— Start —

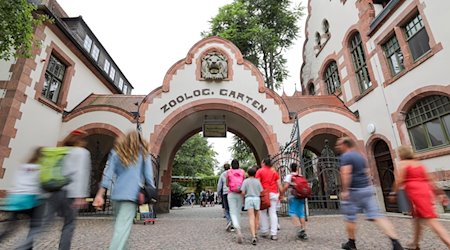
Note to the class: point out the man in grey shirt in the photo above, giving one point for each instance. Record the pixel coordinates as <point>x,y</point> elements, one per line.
<point>222,190</point>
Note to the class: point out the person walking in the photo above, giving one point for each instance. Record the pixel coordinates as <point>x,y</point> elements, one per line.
<point>358,193</point>
<point>251,190</point>
<point>270,179</point>
<point>235,178</point>
<point>130,163</point>
<point>296,205</point>
<point>24,197</point>
<point>421,190</point>
<point>222,190</point>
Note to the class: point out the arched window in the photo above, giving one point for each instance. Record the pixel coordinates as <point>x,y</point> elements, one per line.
<point>359,63</point>
<point>325,26</point>
<point>318,38</point>
<point>331,78</point>
<point>311,89</point>
<point>428,122</point>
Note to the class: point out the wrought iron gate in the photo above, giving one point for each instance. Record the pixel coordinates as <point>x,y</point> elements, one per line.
<point>321,171</point>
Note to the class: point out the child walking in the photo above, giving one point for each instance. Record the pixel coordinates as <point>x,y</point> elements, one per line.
<point>251,189</point>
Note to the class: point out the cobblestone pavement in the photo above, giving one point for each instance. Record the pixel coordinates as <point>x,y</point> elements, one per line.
<point>204,228</point>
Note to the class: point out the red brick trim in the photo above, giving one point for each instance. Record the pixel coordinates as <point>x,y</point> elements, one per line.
<point>198,70</point>
<point>95,108</point>
<point>61,103</point>
<point>15,96</point>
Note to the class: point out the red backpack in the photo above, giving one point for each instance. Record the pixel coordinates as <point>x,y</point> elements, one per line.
<point>300,187</point>
<point>235,178</point>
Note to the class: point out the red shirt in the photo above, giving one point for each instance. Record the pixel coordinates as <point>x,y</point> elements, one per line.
<point>269,178</point>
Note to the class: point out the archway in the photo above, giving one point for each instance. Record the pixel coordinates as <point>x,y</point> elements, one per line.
<point>385,169</point>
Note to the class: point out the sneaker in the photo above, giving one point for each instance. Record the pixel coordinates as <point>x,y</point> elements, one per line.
<point>348,246</point>
<point>302,235</point>
<point>229,226</point>
<point>239,236</point>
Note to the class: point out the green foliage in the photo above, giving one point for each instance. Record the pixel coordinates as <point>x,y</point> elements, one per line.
<point>194,158</point>
<point>242,152</point>
<point>17,24</point>
<point>178,194</point>
<point>263,30</point>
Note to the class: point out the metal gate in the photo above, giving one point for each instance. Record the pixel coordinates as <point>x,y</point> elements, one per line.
<point>108,208</point>
<point>322,172</point>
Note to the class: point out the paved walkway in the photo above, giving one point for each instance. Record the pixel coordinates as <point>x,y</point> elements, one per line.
<point>204,228</point>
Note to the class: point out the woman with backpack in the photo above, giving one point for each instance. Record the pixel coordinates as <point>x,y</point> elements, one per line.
<point>129,162</point>
<point>235,177</point>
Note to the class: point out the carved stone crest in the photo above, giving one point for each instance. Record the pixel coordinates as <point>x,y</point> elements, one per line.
<point>214,66</point>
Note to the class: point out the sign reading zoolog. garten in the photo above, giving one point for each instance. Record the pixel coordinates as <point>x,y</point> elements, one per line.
<point>207,92</point>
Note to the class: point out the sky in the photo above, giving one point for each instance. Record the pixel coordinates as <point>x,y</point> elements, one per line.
<point>145,38</point>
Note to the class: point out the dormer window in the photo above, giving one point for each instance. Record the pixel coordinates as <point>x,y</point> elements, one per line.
<point>87,43</point>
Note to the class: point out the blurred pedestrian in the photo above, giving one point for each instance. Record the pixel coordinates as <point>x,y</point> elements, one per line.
<point>421,190</point>
<point>251,189</point>
<point>24,197</point>
<point>235,177</point>
<point>222,190</point>
<point>130,164</point>
<point>296,205</point>
<point>270,179</point>
<point>357,193</point>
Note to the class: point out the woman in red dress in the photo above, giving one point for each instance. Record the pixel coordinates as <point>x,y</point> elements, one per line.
<point>421,191</point>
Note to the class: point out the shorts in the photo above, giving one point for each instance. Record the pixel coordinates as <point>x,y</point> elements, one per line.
<point>252,202</point>
<point>296,207</point>
<point>361,199</point>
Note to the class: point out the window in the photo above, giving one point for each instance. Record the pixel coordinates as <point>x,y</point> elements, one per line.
<point>311,89</point>
<point>332,78</point>
<point>106,66</point>
<point>359,63</point>
<point>325,26</point>
<point>112,73</point>
<point>94,53</point>
<point>54,76</point>
<point>318,38</point>
<point>417,37</point>
<point>120,83</point>
<point>394,55</point>
<point>428,122</point>
<point>87,43</point>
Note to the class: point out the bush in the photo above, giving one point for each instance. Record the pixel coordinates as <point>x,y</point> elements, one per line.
<point>177,195</point>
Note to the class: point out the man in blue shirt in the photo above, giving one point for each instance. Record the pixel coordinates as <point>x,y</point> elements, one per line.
<point>357,193</point>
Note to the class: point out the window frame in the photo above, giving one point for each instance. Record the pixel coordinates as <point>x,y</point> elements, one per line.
<point>424,111</point>
<point>357,53</point>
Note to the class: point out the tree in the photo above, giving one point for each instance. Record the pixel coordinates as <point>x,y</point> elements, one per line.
<point>242,152</point>
<point>194,158</point>
<point>17,24</point>
<point>263,30</point>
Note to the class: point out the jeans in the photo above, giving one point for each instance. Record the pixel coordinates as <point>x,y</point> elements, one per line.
<point>226,207</point>
<point>235,203</point>
<point>124,215</point>
<point>272,216</point>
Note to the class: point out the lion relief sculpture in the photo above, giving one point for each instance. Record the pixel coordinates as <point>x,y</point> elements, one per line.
<point>214,66</point>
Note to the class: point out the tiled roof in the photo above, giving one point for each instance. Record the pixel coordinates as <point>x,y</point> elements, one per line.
<point>125,102</point>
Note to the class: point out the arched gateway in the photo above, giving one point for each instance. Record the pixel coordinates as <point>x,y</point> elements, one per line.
<point>215,90</point>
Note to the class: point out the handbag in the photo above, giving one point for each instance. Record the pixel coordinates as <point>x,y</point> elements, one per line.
<point>147,193</point>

— End —

Task objective: Reproduce every one of the lines above character for character, leaving out the pictures.

The completed task:
Note to the class: point out the man in grey shirt in the photo above, giving one point for each instance. Record the pixel coordinates as <point>x,y</point> elements, one per line.
<point>222,190</point>
Note to the class: point out the person walking in the photo above, giving one point for each instance. Record the pixel coordinates as <point>x,y</point> elements, one per line.
<point>358,193</point>
<point>251,190</point>
<point>270,179</point>
<point>235,178</point>
<point>130,163</point>
<point>296,205</point>
<point>24,197</point>
<point>421,190</point>
<point>222,190</point>
Note to the class: point out the arched window in the photo above, giving one point for each instance. Record the pixel coordinates as <point>x,y</point> elements, one per line.
<point>359,63</point>
<point>325,26</point>
<point>318,38</point>
<point>331,78</point>
<point>311,89</point>
<point>428,122</point>
Note to the class: point out the wrought iron gate in the photo above, giving one point for each instance. Record the pixel coordinates as <point>x,y</point> elements, one per line.
<point>321,171</point>
Note to the class: point out the child walking in the photo above, giving one point for each instance. Record the pixel coordinates as <point>x,y</point> elements, one per line.
<point>251,189</point>
Note to the class: point out the cobblestone pavement in the photo above, giving one point for each instance. Record the pixel coordinates as <point>x,y</point> elements, one per line.
<point>204,228</point>
Note to the class: point out the red brick trim in the photo above, giving one point for each instance. Record the pixel coordinates as <point>x,y</point> elements, one per line.
<point>198,70</point>
<point>95,108</point>
<point>61,103</point>
<point>15,96</point>
Note to the class: point out the red backpack in the photo above, giving one point for each instance. Record the pixel coordinates as <point>x,y</point> elements, one per line.
<point>300,187</point>
<point>235,178</point>
Note to the class: point out the red shirt in the photo above, giving one point for each instance. Record the pixel coordinates as <point>x,y</point> elements, one per line.
<point>269,178</point>
Note to the class: point out the archway in the photo above, giving one point for each instance. Record the pixel coordinates as <point>x,y</point> elements, one per line.
<point>385,169</point>
Note to the class: point out the sneaker in the photo above, giving one point for each instance. Record the pixel coordinates as <point>x,y</point> elements, one per line.
<point>348,246</point>
<point>302,235</point>
<point>229,226</point>
<point>239,236</point>
Note to the class: point out the green foliage in the photo above, giving one point for each instance. Record the pixel coordinates as <point>x,y</point> elements, one per line.
<point>194,158</point>
<point>242,152</point>
<point>17,24</point>
<point>178,194</point>
<point>263,30</point>
Note to the class: point out the metal gate in the photo above, giving one point for each instance. Record the pixel coordinates as <point>x,y</point> elements, one per line.
<point>108,208</point>
<point>322,172</point>
Note to the class: point out the paved walkway in the photo above, giving one point for each instance. Record the pixel coordinates as <point>x,y</point> elements, one per line.
<point>204,228</point>
Note to the class: point out the woman with backpack in the photo above, giving one point for each instance. Record the pixel coordinates as <point>x,y</point> elements, one per line.
<point>129,162</point>
<point>235,177</point>
Note to the class: point out the carved stone crest in the photo above, giving one point for each instance. Record the pixel coordinates as <point>x,y</point> elements, one per line.
<point>214,66</point>
Note to the class: point out the sign reading zoolog. garten in the photo above, giving one point for each instance. Record the pixel coordinates as <point>x,y</point> elements, one per line.
<point>207,92</point>
Note to the class: point out the sky in the photo above, giving one point for each instance. Record the pixel coordinates as <point>x,y</point> elements, one per line.
<point>145,38</point>
Note to the class: point out the dormer window in the photo above, giving one point for each instance. Record the pixel coordinates as <point>x,y</point> elements, one per line.
<point>87,43</point>
Note to the class: point out the blurred pedestrian in the photo above, giving one point for each instance. Record the pixel coordinates as <point>x,y</point> elements, one per line.
<point>421,190</point>
<point>251,189</point>
<point>24,197</point>
<point>235,177</point>
<point>222,190</point>
<point>130,164</point>
<point>296,205</point>
<point>270,179</point>
<point>357,193</point>
Note to the class: point out the woman in red dress in the photo above, giving one point for each instance. Record the pixel coordinates as <point>x,y</point> elements, one per line.
<point>421,191</point>
Note to the class: point out the shorts in the photo above, giving one point for each instance. Record the pixel coordinates as <point>x,y</point> elements, one per line.
<point>252,202</point>
<point>296,207</point>
<point>361,199</point>
Note to the class: point out the window in the photo above, giving one point for each instance. Record the pixel coordinates as <point>x,y</point> elements, one per line.
<point>311,89</point>
<point>332,78</point>
<point>106,66</point>
<point>359,63</point>
<point>325,26</point>
<point>112,73</point>
<point>94,53</point>
<point>54,76</point>
<point>318,38</point>
<point>417,37</point>
<point>120,83</point>
<point>394,55</point>
<point>428,122</point>
<point>87,43</point>
Note to the class: point out the bush in the photo above, giving one point for each instance. Record the pixel coordinates as <point>x,y</point> elements, one per line.
<point>177,195</point>
Note to the class: point out the man in blue shirt in the photo above, giving one point for each instance. Record the pixel coordinates as <point>x,y</point> elements, one per line.
<point>357,193</point>
Note to the class: point out the window frame in the photo above, giving one point for each instance. Record the pixel coordinates as <point>x,y</point> elements, one per line.
<point>424,111</point>
<point>357,53</point>
Note to the class: point out the tree in the photo above, giving one point for each instance. Record the pixel coordinates as <point>x,y</point> elements, one per line.
<point>242,152</point>
<point>194,158</point>
<point>17,24</point>
<point>263,30</point>
Note to the class: point out the jeans in the photo above, giving one point for each instance. Record the pixel coordinates as <point>x,y</point> elements, one per line.
<point>226,207</point>
<point>235,203</point>
<point>124,215</point>
<point>272,216</point>
Note to the class: point out the lion relief sculpture in the photo above, giving one point for each instance. Record the pixel coordinates as <point>x,y</point> elements, one per line.
<point>214,66</point>
Note to the class: point out the tiled roof in the photo above, giving one point for each instance. Record the pixel coordinates as <point>x,y</point> elements, one per line.
<point>125,102</point>
Note to the class: point out the arched gateway in the photo above, giving one point for each instance. Record the pixel coordinates as <point>x,y</point> elements, one per line.
<point>215,90</point>
Note to the class: point out the handbag in the photo above, giving one point for each instance. Record the pixel coordinates as <point>x,y</point> elements, one per line.
<point>147,193</point>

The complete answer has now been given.